QUÉ SE PIDE: Copia literalmente el pasaje del texto sobre la basura en las calles de Sevilla que va desde "Esta vez me" hasta "para ellos.", ambos incluidos.
───── BLOQUE DE TEXTO
Da
verdadero pavor pasear por la ciudad. Es como transitar por un campo de batalla
recién terminada una ofensiva. No hay más que basuras y desperdicios desperdigados
por la vía pública. Es una cuestión sanitaria, de salubridad. No hay calle en
la que no se amontonen cientos de bolsas con residuos tóxicos. Suerte tenemos
que aún nos acompaña el tiempo y el frío y la humedad asientan los malos olores
e impiden la propagación de éstos, con sus nefastas complicaciones. La suciedad
comienza a hacerse dueña de la ciudad. Es necesaria una solución ya, por el
propio bien de Sevilla.
Uno
se queda impertérrito contemplando cómo van creciendo, como por generación
espontánea, de un día para otro, montañas en la vía pública, oteros
multicolores y malolientes donde campan a sus anchas enormes roedores, ratas
que se confunden con gatos por el tamaño, y cómo lo perros hurgan entre los
restos ante la total despreocupación de sus dueños. Los animales desgarran las
bolsas mientras olisquean en su interior, esparciendo indiscriminadamente la
basura, acrecentando el problema y posibilitando la transmisión de enfermedades.
Las escenas no pueden ser más estrambóticas. Mientras los perros rastrean
vestigios de alimentos en podredumbre, sus dueños charlan animadamente,
despreocupados de la acción que están cometiendo sus mascotas. Una señora
contempla horroriza la estampa y demanda de los parlanchines una actuación
inmediata, recriminando su despreocupación y desinterés ante los juegos de los
animales con las bolsas de basura. La acción transcurre en la plaza de San Lorenzo,
al principio de la mañana del sábado. Quienes salimos de encontrarnos con el
Señor nos unimos a la justa recriminación. ¡Ya tenemos bastante soportando los
efectos colaterales de una huelga incomprensible para que además se agrande con
este tipo de comportamientos! No hay respuestas a la reivindicación. Miran de
arriba abajo a la señora, sonríen y continúan con su interesante conversación,
debía serlo porque ignoraron por completo a la mujer y a quienes nos adherimos
a sus protestas. Insiste en su reclamación y los dos energúmenos rebuznan indicando que son
animales y que no tienen razón. Efectivamente. Con aquella exposición dejaron
clara su condición. Los animales no tienen razón. Y me refiero a los dos
personajes que llegaron incluso a amenazar a la señora. Claro, que ella no se
quedó corta. Lo que pudo haber sido una anécdota simpática, no terminó en
suceso porque intermediaron unos señores que desayunaban en los veladores del Sardinero.
Esta vez me mantuve al margen. Debió ser la hora.
Es
cuestión de educación, sencillamente. Hubiera bastado con tomar a los perros y
asirlos de las hermosas correas que mantenían en sus manos, bajo los periódicos
y la bolsa del pan. Los animales jugaban o buscaban alimentos entre los restos
orgánicos. Instinto animal. Es competencia de los dueños restringir los actos
de los perros. Iba decir educarlos pero antes habría que conferir medios pedagógicos
para ellos.
──────────
───── LÍNEAS EXTRAÍDAS
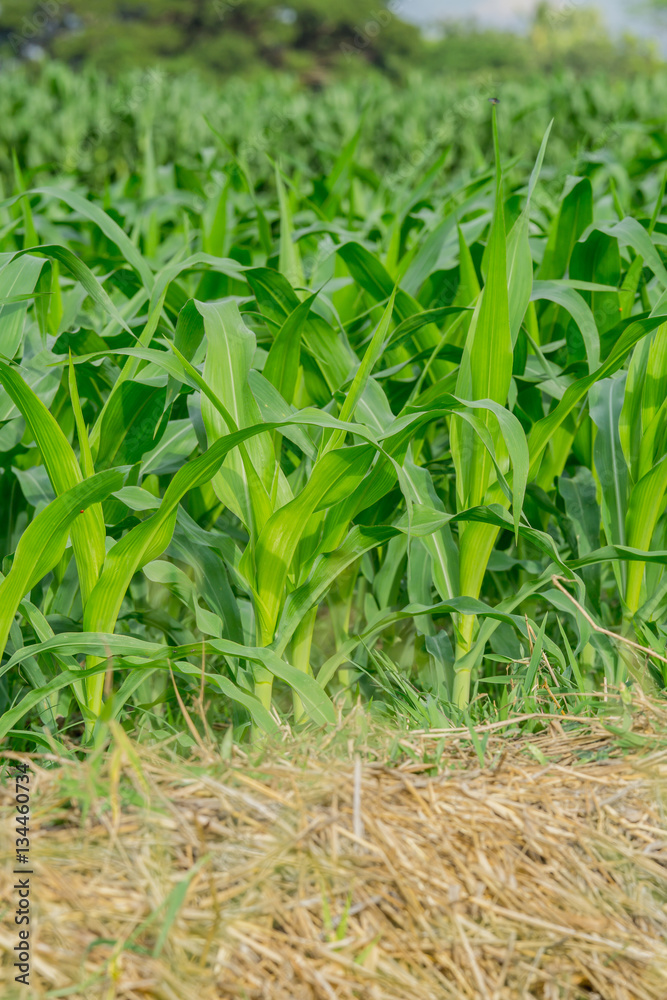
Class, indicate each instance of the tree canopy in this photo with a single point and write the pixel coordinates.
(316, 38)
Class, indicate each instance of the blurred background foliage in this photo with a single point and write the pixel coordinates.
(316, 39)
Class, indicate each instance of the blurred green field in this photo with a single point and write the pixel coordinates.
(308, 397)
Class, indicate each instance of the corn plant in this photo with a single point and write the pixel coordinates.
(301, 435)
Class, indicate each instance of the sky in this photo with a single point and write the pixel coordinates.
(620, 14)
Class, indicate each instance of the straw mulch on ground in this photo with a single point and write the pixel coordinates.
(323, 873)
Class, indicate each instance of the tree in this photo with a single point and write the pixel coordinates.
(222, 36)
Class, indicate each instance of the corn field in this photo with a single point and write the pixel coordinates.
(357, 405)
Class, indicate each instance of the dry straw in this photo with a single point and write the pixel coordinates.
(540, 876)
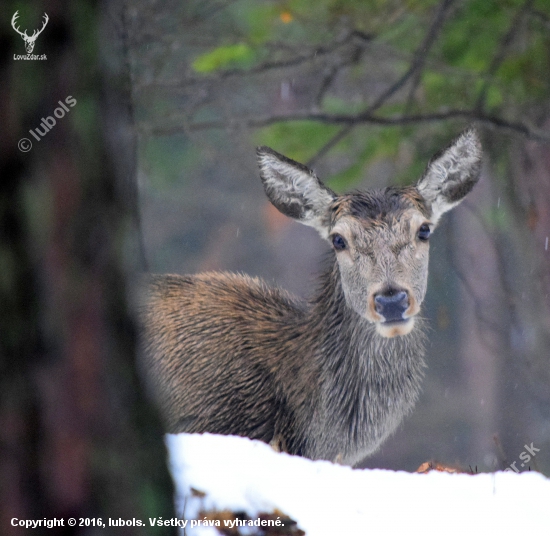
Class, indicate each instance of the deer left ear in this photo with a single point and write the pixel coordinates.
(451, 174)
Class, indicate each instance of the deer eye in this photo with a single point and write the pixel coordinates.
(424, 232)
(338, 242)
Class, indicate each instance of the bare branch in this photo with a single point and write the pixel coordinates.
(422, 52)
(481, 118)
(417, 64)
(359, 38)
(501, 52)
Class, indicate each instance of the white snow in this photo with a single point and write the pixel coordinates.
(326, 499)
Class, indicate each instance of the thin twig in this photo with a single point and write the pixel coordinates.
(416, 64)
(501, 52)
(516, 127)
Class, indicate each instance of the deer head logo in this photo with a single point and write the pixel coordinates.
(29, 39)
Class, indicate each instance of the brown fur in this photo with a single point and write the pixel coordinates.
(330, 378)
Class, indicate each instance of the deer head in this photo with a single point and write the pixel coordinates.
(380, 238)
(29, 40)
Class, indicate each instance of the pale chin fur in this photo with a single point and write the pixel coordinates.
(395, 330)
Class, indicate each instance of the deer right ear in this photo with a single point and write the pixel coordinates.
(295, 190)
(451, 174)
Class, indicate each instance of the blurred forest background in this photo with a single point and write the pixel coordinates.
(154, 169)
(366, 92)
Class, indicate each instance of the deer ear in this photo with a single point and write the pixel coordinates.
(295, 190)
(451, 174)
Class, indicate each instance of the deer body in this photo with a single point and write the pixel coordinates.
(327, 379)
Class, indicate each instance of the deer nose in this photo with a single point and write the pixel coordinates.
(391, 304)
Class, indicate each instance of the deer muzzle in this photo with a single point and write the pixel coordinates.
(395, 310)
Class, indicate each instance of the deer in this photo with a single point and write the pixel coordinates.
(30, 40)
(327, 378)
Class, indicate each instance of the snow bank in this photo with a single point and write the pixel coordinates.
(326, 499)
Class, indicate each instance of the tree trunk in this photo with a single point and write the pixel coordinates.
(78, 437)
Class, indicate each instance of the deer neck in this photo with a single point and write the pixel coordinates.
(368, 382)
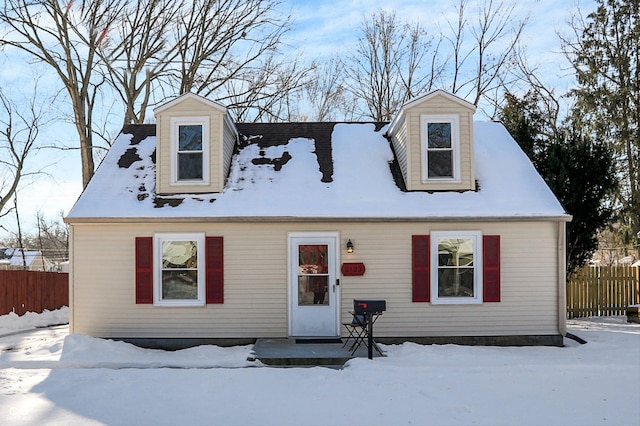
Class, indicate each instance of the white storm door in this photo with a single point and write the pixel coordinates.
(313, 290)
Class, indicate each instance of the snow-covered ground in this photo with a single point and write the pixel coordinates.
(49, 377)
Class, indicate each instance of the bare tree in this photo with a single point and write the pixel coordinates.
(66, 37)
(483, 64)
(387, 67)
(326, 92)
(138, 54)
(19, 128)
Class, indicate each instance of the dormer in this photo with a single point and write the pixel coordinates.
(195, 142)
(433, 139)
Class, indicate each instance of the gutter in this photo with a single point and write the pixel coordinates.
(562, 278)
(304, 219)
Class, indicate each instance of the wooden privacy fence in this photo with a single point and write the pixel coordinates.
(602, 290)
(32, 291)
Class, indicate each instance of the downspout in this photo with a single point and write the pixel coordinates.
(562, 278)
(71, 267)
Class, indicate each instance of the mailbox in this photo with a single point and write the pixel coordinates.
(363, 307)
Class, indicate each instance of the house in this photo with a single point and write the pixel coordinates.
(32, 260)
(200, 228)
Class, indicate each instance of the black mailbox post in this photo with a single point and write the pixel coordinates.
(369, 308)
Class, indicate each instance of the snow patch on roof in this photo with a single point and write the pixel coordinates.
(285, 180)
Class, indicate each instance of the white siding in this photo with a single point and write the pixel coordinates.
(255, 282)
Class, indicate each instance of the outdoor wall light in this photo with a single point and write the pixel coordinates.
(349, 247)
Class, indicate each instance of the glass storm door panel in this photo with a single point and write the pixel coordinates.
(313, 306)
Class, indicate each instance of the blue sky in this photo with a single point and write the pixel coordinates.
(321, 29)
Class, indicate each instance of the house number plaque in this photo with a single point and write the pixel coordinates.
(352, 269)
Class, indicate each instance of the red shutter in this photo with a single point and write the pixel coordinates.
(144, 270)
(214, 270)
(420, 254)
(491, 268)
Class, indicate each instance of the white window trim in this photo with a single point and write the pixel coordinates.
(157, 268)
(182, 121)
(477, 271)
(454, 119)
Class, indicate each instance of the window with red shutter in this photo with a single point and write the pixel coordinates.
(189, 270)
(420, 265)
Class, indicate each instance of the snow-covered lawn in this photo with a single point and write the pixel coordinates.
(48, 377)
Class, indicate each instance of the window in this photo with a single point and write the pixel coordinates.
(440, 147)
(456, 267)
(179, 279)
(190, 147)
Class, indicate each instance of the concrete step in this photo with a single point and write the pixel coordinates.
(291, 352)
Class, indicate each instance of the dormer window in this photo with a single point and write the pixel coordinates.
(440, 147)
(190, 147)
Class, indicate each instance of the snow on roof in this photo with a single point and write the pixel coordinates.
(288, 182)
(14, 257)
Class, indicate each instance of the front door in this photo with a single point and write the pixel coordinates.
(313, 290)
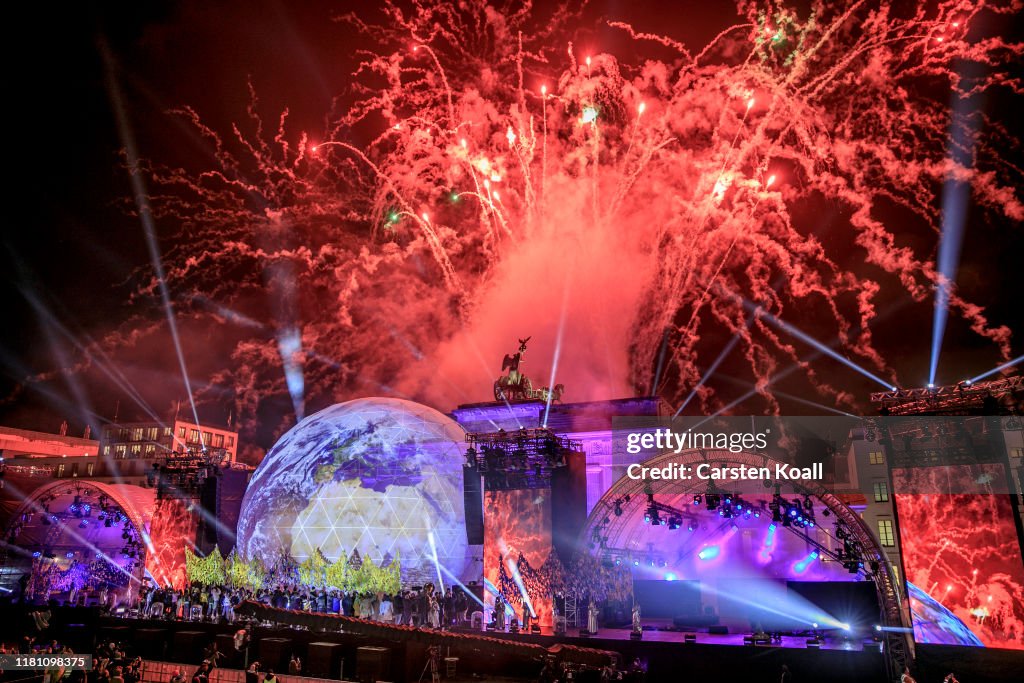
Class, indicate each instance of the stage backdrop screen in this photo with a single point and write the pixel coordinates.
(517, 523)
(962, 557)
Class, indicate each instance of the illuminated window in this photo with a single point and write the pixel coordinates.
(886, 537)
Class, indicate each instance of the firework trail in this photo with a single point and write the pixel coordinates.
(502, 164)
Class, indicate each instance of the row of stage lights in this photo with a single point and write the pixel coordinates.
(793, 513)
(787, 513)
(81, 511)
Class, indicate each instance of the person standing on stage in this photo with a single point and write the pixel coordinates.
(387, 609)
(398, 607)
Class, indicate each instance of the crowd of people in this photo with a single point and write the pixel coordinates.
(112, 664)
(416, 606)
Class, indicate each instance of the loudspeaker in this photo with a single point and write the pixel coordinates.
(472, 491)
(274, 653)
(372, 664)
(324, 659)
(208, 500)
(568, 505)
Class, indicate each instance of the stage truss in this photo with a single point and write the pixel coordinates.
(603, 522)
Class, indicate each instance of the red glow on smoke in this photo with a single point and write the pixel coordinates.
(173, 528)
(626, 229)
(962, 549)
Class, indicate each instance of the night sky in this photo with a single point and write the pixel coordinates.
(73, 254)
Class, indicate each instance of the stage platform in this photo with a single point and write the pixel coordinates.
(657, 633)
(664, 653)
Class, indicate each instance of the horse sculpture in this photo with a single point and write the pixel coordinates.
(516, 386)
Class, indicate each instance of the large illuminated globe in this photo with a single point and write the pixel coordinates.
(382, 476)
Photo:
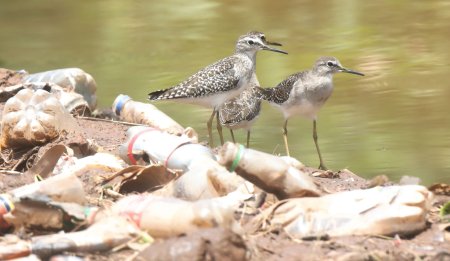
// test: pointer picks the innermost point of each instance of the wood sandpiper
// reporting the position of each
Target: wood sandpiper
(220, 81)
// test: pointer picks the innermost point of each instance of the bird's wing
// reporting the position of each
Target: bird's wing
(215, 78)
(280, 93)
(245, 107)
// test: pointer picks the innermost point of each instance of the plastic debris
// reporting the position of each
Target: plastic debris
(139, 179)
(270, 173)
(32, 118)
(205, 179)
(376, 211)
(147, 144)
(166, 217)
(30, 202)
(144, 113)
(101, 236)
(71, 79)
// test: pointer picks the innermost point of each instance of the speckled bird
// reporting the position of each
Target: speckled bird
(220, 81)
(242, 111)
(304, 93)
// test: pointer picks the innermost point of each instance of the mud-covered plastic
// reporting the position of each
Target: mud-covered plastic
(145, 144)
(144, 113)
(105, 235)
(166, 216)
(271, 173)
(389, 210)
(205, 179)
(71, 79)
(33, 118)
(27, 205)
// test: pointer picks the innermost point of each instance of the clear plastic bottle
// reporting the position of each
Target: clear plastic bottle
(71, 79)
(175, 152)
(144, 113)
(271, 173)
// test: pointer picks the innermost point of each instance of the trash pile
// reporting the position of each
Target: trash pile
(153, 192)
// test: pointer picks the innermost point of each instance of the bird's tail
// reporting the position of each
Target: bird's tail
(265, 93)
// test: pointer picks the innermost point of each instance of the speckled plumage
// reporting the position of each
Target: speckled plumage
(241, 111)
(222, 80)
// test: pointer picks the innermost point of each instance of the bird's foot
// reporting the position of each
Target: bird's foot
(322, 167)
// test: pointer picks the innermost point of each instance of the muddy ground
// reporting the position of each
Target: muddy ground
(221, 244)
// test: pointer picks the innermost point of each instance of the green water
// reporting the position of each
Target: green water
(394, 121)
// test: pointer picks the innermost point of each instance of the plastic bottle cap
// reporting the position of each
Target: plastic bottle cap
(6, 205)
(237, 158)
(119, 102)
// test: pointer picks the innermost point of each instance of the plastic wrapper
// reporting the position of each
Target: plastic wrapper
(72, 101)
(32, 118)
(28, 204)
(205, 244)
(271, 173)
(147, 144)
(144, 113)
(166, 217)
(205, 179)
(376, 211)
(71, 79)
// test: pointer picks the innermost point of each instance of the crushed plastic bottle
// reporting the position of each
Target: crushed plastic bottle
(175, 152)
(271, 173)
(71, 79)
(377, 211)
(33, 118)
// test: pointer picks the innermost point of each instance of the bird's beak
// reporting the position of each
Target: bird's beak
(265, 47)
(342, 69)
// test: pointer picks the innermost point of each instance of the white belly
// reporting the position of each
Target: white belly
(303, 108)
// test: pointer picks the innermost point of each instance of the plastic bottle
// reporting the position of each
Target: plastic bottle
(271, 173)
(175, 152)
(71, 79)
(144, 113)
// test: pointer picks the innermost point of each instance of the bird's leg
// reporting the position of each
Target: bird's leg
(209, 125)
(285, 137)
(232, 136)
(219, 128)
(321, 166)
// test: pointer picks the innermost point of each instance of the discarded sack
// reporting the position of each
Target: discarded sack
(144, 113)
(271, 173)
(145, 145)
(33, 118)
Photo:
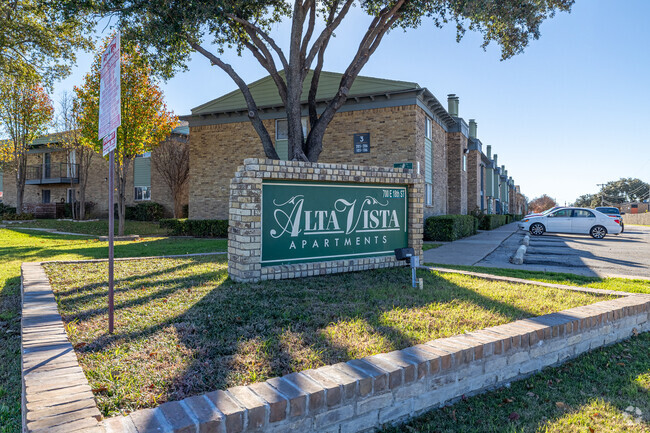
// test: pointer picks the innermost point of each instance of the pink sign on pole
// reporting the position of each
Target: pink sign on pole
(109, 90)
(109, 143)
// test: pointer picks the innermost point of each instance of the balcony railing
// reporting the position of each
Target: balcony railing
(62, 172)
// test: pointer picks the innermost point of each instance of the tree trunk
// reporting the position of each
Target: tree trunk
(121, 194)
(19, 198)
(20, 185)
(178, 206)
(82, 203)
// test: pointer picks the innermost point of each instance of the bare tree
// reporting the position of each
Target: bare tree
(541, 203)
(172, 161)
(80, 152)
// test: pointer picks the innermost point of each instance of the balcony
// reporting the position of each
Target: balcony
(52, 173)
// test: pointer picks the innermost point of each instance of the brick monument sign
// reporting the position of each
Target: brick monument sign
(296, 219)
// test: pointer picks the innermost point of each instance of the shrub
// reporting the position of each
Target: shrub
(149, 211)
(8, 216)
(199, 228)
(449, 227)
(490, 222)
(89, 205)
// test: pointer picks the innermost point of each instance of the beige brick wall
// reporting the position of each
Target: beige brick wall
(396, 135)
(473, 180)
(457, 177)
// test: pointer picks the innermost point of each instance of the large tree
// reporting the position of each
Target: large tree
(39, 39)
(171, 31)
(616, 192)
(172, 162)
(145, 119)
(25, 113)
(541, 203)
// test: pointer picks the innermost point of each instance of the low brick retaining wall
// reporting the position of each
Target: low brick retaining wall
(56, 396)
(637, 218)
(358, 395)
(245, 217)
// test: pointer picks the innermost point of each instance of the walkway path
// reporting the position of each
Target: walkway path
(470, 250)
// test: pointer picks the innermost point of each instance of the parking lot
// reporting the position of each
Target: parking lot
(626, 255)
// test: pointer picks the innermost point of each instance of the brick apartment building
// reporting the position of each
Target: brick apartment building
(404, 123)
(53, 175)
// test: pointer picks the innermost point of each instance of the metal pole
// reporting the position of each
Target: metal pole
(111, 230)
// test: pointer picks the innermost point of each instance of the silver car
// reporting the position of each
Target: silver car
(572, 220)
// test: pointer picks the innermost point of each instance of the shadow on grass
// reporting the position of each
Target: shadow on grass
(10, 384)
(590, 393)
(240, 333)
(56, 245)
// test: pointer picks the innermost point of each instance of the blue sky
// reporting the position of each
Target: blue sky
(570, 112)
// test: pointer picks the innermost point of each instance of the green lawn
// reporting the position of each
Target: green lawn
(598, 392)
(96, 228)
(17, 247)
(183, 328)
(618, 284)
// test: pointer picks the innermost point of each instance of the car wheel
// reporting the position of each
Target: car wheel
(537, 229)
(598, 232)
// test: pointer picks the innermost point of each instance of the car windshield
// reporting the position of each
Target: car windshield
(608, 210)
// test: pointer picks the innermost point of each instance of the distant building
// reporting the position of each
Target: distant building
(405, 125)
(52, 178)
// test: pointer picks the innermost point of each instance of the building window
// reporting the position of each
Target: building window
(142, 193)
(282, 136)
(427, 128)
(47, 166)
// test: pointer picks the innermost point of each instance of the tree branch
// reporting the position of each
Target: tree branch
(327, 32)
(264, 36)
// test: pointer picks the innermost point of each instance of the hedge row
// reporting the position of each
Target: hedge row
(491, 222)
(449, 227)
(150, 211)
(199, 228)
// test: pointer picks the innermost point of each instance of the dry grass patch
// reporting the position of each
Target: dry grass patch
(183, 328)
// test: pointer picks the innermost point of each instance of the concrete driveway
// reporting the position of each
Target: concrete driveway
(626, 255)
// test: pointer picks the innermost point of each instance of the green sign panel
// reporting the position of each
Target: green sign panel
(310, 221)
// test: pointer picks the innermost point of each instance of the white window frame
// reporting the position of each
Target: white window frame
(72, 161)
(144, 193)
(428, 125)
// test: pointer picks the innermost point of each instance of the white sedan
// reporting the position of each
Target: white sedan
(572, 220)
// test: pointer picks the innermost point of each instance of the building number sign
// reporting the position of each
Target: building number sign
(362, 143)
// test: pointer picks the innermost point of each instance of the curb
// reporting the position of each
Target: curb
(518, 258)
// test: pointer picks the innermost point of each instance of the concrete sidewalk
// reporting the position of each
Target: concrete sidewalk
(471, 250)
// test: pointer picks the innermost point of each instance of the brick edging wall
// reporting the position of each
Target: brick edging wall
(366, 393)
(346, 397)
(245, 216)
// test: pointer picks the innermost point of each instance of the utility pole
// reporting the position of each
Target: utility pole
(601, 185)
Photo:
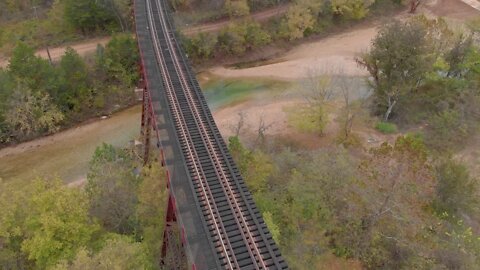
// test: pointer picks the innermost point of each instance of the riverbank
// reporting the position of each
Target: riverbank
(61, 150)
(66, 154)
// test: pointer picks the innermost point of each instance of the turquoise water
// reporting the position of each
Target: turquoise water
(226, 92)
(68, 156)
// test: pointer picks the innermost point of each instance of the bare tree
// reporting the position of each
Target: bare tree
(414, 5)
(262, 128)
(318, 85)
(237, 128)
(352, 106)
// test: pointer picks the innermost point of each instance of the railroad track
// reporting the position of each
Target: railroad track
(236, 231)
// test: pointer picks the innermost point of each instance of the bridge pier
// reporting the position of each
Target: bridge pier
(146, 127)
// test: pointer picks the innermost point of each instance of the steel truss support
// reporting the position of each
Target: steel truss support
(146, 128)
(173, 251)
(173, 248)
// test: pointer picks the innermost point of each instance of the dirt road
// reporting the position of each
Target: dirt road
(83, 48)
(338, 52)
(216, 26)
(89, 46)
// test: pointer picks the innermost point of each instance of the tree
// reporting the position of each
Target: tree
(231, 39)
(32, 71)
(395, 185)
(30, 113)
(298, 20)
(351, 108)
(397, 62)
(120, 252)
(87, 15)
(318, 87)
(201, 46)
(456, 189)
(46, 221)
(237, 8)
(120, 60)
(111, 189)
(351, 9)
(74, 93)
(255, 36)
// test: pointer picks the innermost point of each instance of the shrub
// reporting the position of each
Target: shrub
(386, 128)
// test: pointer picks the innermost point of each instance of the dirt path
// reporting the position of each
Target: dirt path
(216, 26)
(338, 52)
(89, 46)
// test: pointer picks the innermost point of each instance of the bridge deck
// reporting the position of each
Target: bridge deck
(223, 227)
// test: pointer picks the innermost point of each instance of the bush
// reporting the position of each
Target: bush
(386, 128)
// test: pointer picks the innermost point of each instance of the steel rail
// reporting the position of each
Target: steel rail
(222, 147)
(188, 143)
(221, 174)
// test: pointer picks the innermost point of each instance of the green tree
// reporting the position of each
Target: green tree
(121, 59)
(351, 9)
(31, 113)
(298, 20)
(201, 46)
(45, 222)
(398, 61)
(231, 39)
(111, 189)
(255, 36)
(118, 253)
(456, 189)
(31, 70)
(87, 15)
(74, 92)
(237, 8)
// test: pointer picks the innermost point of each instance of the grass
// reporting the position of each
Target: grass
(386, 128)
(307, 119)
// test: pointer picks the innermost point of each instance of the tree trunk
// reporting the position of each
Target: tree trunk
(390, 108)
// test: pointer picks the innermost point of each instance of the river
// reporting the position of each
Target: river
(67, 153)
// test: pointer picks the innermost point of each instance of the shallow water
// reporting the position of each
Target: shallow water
──────────
ESPACIO DE RESPUESTA:
Esta vez me mantuve al margen. Debió ser la hora.
Es
cuestión de educación, sencillamente. Hubiera bastado con tomar a los perros y
asirlos de las hermosas correas que mantenían en sus manos, bajo los periódicos
y la bolsa del pan. Los animales jugaban o buscaban alimentos entre los restos
orgánicos. Instinto animal. Es competencia de los dueños restringir los actos
de los perros. Iba decir educarlos pero antes habría que conferir medios pedagógicos
para ellos.